Task details:
Reproduce the passage of the account of the ride to Phnom Sor Seah below, from "The Ride to" to "outpost of Kampot.".

* start Excerpted text *

The Ride to Phnom Sor Seah
27.08.2012 37 °C
As a teaching volunteer in Cambodia, long public holidays enabled me to venture further afield. On this occasion my teaching colleagues and I headed south, to the old French colonial outpost of Kampot.
It was our last day off with the motorbikes we had rented and the seven of us agreed that we should go and explore further outside the town. Pleased with our newfound confidence on the country’s bewildering roads, we asked at the bar of our guesthouse if anyone knew of anywhere challenging we could ride to. The bar’s few regulars gave us many (and thoroughly dull) options in the form of eco-villages and handicrafts centres, but we were eager to do something away from the main tourist routes. Pressing the Australian owner, Joss, for better ideas, she told us of Phnom Sor Seah, or the White Mountain. It was said to be the home of an old mystic whom many locals venerated as Kampot’s true witch. She was rumoured to live at the top of the mountain, in a chaotic hut of palm and corrugated iron amongst the rocks. Excitable glances flashed around our small group. This was exactly the sort of adventure we had come south for.
There was an expectant, giddy unease around our party. We had all sorts of questions, ranging from the sensible (would she expect a donation for the shrine?) to the inane (was she more likely to be a Slytherin or a Gryffindor?). Directions were drawn out on the back of a faded drinks bill.
Kick-starting my sparkly-gold rental Honda, I left the dirt courtyard of our riverside guesthouse and set out with the others to seek the truth behind the story of the Witch of Kampot, humming over the new bridge into the busy heart of the town. Driving through the rainy chaos of a Cambodian market town is fantastic training for anyone wishing to improve their evasive driving. Tuk-tuks and the strange kuyon ‘cow machines’ wound chugging strands in the seething, wheeled sea of the main market and it was, in short, terrifying. In such places there is always the busy noise of movement and the quacking haggling; it is the smell however, that defines Kampot’s busy hub. Even living in Asia for several months had not prepared me for the heady aroma of countless durian mixed with the heavy musk of old blood from the meat market in the middle of the square. Bright rows of new shirts huddled in between bolts of cloth and dark clouds of shiny shoes, mere inches from mucky drainage channels and splashing gaps in the low tarpaulin.

* end Excerpted text *
* start Records shown *

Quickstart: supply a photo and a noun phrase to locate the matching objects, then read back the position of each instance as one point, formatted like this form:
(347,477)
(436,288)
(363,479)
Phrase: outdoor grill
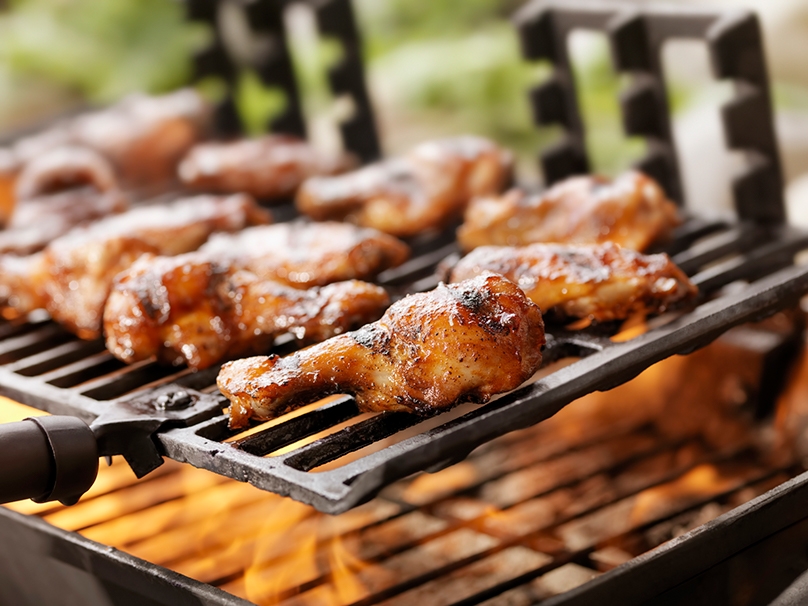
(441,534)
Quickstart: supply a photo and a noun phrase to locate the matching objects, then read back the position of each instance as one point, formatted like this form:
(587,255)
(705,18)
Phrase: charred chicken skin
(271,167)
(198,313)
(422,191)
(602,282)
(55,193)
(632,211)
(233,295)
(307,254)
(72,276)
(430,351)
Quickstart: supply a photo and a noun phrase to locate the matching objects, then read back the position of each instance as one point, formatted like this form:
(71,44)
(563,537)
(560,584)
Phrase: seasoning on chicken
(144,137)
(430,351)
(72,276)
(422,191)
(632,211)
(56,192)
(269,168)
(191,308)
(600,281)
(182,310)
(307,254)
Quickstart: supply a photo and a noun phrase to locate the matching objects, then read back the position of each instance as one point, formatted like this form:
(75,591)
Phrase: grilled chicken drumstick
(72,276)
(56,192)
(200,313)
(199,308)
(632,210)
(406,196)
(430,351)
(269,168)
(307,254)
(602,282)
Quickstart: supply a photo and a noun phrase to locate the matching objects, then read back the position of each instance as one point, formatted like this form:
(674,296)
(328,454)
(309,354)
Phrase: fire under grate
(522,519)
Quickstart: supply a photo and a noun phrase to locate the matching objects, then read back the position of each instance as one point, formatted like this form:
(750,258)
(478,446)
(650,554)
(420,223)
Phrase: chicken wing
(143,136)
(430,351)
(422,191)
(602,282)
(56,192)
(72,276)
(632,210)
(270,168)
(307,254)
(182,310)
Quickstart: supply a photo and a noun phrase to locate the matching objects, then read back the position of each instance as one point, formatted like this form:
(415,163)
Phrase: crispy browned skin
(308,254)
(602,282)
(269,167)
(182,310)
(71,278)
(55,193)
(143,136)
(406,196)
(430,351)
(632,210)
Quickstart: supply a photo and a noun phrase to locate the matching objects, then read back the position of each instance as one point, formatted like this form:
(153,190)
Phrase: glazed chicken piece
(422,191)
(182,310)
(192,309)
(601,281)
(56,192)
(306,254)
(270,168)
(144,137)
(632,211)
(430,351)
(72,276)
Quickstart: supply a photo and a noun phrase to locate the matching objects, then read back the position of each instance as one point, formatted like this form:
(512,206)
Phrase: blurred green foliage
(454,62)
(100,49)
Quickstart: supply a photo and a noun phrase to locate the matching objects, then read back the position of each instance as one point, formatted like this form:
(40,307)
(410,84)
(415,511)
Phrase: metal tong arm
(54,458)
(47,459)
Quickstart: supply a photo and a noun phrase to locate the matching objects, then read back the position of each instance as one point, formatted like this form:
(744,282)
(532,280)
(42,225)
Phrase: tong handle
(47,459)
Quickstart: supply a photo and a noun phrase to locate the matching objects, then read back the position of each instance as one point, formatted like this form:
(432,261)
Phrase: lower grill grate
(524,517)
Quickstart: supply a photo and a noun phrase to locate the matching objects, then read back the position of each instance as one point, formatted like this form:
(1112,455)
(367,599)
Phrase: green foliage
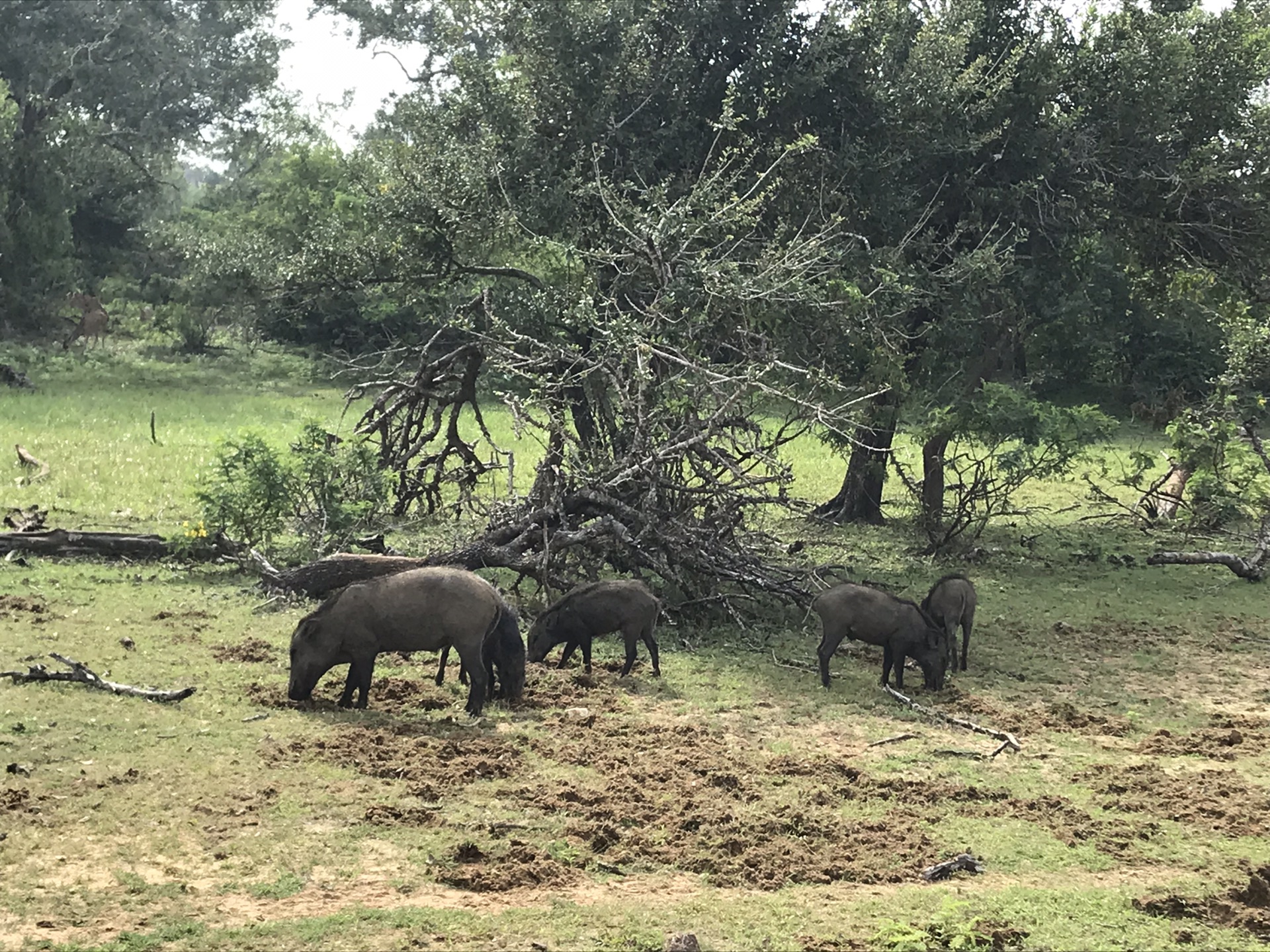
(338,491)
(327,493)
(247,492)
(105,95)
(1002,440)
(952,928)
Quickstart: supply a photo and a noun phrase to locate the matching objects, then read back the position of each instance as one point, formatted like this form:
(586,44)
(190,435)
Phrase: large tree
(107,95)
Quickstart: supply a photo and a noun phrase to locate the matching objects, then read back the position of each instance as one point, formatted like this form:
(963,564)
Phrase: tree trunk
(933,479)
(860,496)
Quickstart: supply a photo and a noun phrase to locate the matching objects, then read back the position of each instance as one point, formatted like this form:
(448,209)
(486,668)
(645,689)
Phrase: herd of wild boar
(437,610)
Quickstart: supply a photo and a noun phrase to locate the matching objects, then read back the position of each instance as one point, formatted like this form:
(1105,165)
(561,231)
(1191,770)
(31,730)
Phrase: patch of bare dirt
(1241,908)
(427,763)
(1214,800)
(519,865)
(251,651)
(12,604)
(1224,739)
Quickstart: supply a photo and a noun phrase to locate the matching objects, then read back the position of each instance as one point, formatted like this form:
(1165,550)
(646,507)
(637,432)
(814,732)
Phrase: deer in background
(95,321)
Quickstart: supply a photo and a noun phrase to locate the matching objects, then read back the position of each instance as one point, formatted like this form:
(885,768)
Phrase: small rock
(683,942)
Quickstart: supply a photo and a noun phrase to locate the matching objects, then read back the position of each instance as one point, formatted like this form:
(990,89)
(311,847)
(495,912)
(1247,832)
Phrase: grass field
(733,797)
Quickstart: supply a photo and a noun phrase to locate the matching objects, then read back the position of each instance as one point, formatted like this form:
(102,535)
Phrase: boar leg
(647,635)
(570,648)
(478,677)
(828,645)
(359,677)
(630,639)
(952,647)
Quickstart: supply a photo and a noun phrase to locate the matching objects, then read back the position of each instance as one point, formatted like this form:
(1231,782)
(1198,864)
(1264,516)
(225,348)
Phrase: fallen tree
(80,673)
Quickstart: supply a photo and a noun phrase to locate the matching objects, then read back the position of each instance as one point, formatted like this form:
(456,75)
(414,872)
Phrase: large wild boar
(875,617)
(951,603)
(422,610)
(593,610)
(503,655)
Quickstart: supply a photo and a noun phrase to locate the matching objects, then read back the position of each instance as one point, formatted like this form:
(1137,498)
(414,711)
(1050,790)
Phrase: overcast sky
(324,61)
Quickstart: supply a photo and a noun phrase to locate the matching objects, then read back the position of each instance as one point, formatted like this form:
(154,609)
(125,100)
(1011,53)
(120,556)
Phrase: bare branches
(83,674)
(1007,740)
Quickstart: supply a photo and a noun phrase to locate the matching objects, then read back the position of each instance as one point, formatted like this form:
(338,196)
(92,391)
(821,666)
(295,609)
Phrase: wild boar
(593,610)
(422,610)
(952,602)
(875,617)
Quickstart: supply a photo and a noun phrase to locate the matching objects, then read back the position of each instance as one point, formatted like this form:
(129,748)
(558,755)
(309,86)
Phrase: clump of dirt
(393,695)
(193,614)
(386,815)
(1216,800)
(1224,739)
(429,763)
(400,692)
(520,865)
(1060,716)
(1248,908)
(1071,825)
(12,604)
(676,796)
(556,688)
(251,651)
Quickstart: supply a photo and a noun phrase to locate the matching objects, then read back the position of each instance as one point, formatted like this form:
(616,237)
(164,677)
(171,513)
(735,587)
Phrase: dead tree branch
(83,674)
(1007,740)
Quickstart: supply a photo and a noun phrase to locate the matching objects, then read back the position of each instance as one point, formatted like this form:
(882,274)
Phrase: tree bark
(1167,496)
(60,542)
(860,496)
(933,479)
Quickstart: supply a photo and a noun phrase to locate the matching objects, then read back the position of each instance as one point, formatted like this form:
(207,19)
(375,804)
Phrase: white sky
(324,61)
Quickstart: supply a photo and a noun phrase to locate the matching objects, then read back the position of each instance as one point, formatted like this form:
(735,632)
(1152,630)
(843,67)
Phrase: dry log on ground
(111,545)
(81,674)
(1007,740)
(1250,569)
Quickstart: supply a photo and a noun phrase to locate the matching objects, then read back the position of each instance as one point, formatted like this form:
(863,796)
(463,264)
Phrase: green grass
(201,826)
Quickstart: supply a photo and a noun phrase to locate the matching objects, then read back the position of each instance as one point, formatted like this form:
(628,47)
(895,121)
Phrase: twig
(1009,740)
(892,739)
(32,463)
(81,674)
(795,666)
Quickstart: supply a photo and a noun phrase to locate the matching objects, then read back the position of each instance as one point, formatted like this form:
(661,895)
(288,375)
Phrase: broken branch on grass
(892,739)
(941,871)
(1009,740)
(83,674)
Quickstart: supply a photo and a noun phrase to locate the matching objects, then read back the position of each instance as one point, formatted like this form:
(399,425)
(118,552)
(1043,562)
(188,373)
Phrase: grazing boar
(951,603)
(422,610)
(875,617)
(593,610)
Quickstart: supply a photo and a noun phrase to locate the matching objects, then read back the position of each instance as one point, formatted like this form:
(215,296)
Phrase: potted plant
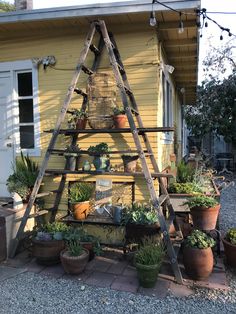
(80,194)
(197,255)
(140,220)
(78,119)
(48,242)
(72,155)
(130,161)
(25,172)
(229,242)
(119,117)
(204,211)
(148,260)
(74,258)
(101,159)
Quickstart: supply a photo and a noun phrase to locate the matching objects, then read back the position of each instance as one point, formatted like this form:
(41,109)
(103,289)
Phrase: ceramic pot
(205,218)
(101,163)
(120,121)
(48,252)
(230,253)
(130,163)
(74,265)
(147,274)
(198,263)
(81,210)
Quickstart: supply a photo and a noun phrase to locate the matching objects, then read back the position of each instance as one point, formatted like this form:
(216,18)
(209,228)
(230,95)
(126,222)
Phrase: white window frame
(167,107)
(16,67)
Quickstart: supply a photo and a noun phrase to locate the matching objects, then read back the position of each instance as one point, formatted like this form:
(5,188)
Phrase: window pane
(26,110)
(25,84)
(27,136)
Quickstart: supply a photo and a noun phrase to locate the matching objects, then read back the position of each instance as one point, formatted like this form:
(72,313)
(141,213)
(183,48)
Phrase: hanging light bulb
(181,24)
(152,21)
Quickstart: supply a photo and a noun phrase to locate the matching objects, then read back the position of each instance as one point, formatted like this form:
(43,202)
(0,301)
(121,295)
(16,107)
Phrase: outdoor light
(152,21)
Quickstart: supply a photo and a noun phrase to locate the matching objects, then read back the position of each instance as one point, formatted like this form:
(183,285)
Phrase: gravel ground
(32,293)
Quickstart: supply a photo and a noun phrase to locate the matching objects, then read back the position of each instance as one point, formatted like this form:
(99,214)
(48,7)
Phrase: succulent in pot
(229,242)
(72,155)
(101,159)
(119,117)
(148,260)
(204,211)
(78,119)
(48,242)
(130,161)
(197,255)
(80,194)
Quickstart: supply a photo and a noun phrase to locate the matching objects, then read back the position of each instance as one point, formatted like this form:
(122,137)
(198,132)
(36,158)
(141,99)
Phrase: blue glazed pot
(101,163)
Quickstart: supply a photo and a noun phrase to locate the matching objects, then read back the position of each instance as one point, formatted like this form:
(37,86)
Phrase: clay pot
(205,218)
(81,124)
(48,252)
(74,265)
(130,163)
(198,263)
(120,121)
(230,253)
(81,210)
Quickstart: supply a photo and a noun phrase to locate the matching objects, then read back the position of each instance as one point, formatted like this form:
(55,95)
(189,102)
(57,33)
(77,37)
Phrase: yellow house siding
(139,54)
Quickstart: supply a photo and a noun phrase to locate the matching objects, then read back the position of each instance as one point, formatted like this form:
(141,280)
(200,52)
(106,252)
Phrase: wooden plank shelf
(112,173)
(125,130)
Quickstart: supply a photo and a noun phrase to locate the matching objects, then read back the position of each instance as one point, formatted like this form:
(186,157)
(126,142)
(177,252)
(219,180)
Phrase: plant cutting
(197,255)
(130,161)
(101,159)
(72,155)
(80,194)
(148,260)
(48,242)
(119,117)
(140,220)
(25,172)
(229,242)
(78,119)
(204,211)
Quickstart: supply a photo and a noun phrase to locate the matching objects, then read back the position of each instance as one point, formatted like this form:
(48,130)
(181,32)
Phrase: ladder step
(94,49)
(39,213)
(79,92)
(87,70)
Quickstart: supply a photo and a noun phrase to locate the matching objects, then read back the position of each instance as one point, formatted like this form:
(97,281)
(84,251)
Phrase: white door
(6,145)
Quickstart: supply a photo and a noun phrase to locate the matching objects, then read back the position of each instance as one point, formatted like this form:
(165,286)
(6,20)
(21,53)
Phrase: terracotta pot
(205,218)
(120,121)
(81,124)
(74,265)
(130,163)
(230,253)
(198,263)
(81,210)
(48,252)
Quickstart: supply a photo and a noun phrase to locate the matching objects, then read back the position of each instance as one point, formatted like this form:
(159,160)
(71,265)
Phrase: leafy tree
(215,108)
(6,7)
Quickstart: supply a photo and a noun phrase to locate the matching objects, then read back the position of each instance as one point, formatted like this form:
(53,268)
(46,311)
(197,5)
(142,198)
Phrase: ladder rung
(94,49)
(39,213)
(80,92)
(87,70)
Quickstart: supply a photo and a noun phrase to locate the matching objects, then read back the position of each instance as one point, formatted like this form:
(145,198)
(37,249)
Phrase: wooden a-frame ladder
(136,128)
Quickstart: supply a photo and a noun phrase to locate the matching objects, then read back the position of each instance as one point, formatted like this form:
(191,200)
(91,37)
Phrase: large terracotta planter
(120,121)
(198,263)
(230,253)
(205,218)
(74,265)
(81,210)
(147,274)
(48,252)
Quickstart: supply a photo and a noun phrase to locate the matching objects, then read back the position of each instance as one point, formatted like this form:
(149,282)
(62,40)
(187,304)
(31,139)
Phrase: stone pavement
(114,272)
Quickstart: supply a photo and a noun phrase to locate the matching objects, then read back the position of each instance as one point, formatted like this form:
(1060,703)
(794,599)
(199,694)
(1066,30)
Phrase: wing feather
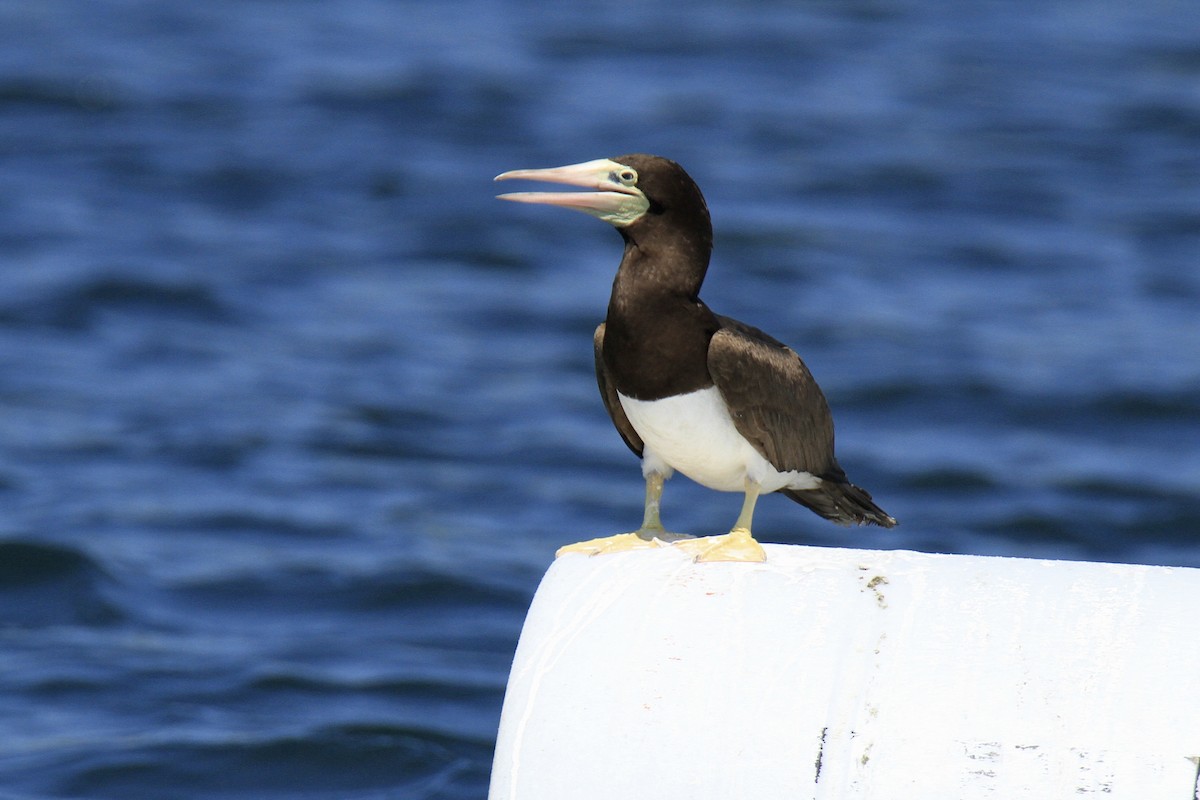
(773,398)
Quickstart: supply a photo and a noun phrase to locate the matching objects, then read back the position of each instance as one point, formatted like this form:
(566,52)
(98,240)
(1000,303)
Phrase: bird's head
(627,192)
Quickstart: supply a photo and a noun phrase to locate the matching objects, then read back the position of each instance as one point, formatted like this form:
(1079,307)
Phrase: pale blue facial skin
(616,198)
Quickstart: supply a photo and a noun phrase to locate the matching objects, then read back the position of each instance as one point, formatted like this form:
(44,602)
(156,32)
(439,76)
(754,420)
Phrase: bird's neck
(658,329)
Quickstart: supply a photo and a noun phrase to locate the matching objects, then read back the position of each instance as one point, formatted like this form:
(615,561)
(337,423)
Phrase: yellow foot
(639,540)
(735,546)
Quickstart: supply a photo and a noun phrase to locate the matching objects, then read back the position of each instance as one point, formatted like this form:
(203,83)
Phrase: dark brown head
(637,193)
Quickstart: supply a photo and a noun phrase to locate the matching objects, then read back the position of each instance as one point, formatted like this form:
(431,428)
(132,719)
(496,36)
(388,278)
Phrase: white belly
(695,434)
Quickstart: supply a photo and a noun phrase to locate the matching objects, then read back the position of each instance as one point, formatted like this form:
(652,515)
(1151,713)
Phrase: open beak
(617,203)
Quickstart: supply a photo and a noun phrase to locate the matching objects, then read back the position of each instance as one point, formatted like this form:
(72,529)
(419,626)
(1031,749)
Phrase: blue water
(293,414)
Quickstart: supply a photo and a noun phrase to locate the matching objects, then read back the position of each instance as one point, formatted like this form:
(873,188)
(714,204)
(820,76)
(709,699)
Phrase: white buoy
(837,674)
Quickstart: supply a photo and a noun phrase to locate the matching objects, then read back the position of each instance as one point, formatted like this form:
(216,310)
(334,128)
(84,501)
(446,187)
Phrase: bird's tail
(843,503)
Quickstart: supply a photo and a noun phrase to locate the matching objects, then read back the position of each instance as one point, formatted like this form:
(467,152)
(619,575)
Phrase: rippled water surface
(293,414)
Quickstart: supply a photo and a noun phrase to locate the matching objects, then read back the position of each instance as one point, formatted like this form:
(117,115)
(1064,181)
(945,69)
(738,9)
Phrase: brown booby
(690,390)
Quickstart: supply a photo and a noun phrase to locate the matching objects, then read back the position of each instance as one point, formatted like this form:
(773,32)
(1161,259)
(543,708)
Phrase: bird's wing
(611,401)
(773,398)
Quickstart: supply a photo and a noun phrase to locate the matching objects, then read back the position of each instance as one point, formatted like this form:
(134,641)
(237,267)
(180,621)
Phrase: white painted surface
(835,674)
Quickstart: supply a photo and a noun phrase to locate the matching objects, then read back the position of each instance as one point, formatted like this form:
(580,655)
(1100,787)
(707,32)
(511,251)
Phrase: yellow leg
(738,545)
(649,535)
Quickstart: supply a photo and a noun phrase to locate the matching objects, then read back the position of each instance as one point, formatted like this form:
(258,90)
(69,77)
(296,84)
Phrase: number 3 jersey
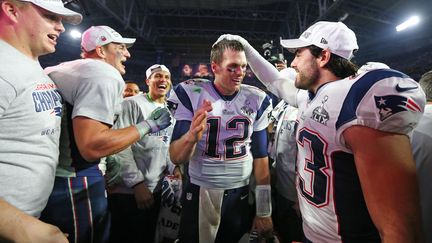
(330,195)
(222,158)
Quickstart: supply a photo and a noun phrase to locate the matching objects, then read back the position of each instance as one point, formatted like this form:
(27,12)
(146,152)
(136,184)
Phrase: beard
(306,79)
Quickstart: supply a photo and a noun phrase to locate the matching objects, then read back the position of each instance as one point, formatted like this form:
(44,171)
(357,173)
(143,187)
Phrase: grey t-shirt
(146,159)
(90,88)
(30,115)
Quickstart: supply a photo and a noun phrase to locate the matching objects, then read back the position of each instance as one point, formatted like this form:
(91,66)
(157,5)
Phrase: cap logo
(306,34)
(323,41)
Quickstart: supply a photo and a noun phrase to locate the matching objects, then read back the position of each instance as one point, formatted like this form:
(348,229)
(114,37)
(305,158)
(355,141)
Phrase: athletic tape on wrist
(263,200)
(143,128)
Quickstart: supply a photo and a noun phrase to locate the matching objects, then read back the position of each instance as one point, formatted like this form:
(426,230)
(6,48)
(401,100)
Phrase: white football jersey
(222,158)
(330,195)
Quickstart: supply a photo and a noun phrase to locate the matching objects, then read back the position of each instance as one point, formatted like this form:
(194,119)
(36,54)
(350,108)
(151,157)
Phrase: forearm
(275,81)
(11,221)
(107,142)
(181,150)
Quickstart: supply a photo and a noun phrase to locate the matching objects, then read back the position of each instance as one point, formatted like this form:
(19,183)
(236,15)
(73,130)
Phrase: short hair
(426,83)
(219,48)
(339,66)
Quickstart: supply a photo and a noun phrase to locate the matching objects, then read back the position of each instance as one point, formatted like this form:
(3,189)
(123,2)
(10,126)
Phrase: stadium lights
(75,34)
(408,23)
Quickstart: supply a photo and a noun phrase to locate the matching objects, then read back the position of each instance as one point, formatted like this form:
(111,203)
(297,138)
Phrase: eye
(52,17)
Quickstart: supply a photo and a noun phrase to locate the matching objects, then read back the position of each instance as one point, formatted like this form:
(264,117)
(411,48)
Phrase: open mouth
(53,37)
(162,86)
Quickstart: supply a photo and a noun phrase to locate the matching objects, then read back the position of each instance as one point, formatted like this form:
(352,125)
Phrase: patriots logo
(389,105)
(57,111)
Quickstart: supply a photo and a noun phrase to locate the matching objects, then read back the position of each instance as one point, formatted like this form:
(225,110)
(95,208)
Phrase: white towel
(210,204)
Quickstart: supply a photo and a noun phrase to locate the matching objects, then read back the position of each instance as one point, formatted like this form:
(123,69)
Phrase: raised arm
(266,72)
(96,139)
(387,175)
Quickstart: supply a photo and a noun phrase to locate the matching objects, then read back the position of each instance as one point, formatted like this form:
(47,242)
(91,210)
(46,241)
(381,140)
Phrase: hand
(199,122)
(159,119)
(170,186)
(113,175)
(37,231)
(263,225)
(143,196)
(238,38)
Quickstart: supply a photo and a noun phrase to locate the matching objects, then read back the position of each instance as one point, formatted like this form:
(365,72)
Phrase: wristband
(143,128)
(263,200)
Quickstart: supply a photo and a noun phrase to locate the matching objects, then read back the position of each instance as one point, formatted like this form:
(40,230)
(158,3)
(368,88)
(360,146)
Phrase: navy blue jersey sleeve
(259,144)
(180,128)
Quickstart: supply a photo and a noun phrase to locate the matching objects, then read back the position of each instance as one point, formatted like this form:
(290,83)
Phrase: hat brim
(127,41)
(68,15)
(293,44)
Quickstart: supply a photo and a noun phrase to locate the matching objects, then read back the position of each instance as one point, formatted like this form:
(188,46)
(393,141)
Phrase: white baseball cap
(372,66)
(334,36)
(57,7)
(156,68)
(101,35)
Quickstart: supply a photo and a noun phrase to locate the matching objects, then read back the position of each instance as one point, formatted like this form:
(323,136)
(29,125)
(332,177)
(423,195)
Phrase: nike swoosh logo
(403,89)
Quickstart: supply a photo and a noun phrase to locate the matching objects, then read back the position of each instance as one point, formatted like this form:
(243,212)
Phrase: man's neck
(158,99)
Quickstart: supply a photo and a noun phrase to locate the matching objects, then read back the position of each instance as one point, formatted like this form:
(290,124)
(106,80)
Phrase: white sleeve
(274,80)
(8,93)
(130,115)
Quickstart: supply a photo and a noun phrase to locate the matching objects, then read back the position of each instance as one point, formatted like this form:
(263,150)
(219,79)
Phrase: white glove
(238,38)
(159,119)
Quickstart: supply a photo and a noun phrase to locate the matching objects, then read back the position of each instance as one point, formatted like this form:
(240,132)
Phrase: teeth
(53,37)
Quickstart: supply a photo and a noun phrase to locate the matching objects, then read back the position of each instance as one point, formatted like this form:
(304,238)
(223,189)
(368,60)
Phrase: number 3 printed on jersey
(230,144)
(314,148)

* end Records shown *

Written response:
The Ride to Phnom Sor Seah
27.08.2012 37 °C
As a teaching volunteer in Cambodia, long public holidays enabled me to venture further afield. On this occasion my teaching colleagues and I headed south, to the old French colonial outpost of Kampot.